++++ FRAGMENTO PARA LEER ++++

El estado de shock en el que estábamos la mayoría era evidente, nuestros ojos así lo reflejaban. Mirabas a cualquier persona que estaba allí contigo y su mirada era un espejo de tu sentir, el sentir del desconcierto, del dolor, del miedo.

Las muestras de colaboración por parte de la ciudadanía con los cuerpos de seguridad iban al unísono. Por encima de criterios y creencias personales funcionábamos todos con la misma expresión colectiva que nos unía y nos hacía más fuertes.

Tal y como nos ordenaron, nos metimos en el interior del lugar más cercano al que estuviéramos, en mi caso, la farmacia Nadal que acogió a unas 20 personas.

Al principio, este lugar servía para abastecer a los heridos con lo más básico: gasas, alcohol…. Primero, con la persiana abierta pero, instantes más tarde y siguiendo órdenes, con la persiana bajada, con la única salvedad que esa persiana no nos impedía ver qué pasaba en el exterior.

Poco después, unos gritos de alerta de los servicios de emergencias piden que subamos la persiana y abramos la puerta para entrar el cuerpo de un niño de unos 7 años.

Jamás olvidaré ese momento y la inmensa tristeza que provocó en todos los que estábamos allí. Era una escena que sacudió todo mi cuerpo y desbordó todas mis emociones.

Un niño que entró solo, del que no sabíamos nada y al que entraron a identificar momentos más tarde una pareja descartando, con una cara desencajada, que ése no era su hijo.

La empatía con todo lo que allí sucedía te desmontaba, te hundía y no sabías cómo recolocarlo. Eran demasiadas vivencias intensas y dolorosas.

No quería creer lo que allí había pasado, no quería creer que ese chiquilín ya no tenía vida, era incapaz de creérmelo y, sobre todo, no dejaba de preguntarme: para qué, qué sentido tiene todo esto que estamos viviendo, no lo entiendo.

Las lágrimas se apoderaron de la mayoría que estábamos allí mientras el cuerpo de ese chiquilín estaba con nosotros en el interior de la farmacia. Con nosotros estuvo durante….¿hora y media? ¿dos horas? No lo sé exactamente porque el concepto del tiempo allí se disipó completamente.

Pero sí recuerdo la congoja que nos provocó verlo salir en brazos de agentes de la Guardia Urbana para llevárselo. La absurdidad y la locura humana se había llevado por delante la vida de un ser tierno e inocente.

++++ DATOS DEL EJERCICIO ++++

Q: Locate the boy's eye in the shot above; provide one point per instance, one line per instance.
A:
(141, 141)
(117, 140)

++++

ACTIVIDAD: Copia de nuevo el fragmento entre "Poco después, unos" y "era su hijo.", ambos incluidos, y sustituye "niño" por "crío".

SOLUCIÓN:
Poco después, unos gritos de alerta de los servicios de emergencias piden que subamos la persiana y abramos la puerta para entrar el cuerpo de un crío de unos 7 años.

Jamás olvidaré ese momento y la inmensa tristeza que provocó en todos los que estábamos allí. Era una escena que sacudió todo mi cuerpo y desbordó todas mis emociones.

Un crío que entró solo, del que no sabíamos nada y al que entraron a identificar momentos más tarde una pareja descartando, con una cara desencajada, que ése no era su hijo.